WHAT TO PRODUCE -> Please write the following entries out once more, exactly.

PROVIDED RECORDS ->
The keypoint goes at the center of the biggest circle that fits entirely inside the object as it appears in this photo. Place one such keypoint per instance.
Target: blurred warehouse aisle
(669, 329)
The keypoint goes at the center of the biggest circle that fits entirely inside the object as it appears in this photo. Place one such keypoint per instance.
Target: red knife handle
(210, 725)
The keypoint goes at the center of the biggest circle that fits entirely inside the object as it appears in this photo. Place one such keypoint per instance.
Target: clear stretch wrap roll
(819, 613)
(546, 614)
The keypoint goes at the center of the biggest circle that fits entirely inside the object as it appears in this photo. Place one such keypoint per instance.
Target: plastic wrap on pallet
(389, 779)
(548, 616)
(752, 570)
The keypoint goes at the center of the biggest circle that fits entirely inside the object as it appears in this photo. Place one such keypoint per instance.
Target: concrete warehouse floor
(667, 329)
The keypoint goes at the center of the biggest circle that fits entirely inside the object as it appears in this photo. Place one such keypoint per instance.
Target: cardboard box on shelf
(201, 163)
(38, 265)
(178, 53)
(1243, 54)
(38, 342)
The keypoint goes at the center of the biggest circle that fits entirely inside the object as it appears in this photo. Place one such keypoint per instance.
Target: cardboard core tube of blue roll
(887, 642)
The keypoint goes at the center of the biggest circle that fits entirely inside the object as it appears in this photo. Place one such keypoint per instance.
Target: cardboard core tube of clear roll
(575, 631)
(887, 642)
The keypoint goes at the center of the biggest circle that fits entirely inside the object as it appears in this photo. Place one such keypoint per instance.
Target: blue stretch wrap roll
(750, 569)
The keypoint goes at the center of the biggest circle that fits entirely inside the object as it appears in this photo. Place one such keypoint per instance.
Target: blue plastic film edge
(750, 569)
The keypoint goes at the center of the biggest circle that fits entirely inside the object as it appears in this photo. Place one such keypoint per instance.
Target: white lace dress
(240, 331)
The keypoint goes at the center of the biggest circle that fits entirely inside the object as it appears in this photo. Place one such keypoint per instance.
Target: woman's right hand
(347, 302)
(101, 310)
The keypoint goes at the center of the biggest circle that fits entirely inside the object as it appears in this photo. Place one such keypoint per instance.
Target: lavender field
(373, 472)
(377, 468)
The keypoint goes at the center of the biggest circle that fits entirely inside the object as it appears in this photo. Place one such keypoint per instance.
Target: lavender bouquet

FINAL ANSWER ->
The keypoint goes at the center of the biggest circle that fits entirely inside the object as it appears in this photo. Place one such keypoint per instance.
Target: blurred warehouse aisle
(669, 329)
The keypoint goes at the center of the biggest circle that fits entirely inside the object as it appears in this photo. Place one such keypoint per instance.
Target: red knife handle
(210, 725)
The keypoint goes at the center of the biggest circle that fits entirely inside the object as it appears in this photo. Place one such keypoint per instance.
Target: clear stretch wrap roll
(819, 613)
(546, 614)
The keypoint goes at the center of the biggest circle that fits entirely inside the object as it appears in this photo. Place one such keypoint per instance.
Target: plastic wrap on pallet
(389, 779)
(548, 616)
(752, 570)
The keypoint goes at the center of the biggest circle that fits entirely inside the object as it appears in this photo. Place one such keypoint per instance.
Target: concrete warehouse floor
(667, 329)
The keypoint goes at the center of the biggest circle that fits entirely inside the object as it appears in this photo. Place one such keypoint per instance.
Target: cardboard box on shelf
(201, 163)
(38, 265)
(178, 53)
(1243, 54)
(38, 342)
The keypoint goes at the center of the biggest circle that fits entirely inside the object as it appears in this photo. Place one such keypoint per instance.
Target: cardboard core tube of blue roll
(887, 642)
The keypoint goes at the center of the biggest circle that fits entirely inside the object as it appears in this photo. Place one such keypoint per instance.
Target: cardboard core tube of clear roll
(575, 631)
(887, 642)
The keypoint goes at the center of the biggest circle that fits entirely inside the object as it appears in this photo. Place one such keypoint per instance.
Target: blue stretch wrap roll
(750, 569)
The keypoint goes at the center of the biggest circle that fits entirely inside the object as it appears in this photo. Place one such keypoint per instance.
Target: blue plastic film edge
(750, 569)
The keypoint goes at the center of the biggest circle that fits entirely inside the object as it appears in this photo. Place one such keypoint per instance.
Target: white lace dress
(240, 331)
The keypoint goes at the center of the biggest circle that fits entirely inside the object as it appears in this photo. Place one such keypoint per instance.
Target: woman's right hand
(347, 302)
(101, 310)
The keypoint goes at the center of the biggest circle that fits entirely inside the object as it appears in this photo. Place one such keypoint per instance.
Target: lavender field
(373, 472)
(377, 468)
The keypoint goes at the center of the biggest circle that fits entirely inside the object as it appears in this photo. Place one such keypoint per instance.
Target: lavender bouquet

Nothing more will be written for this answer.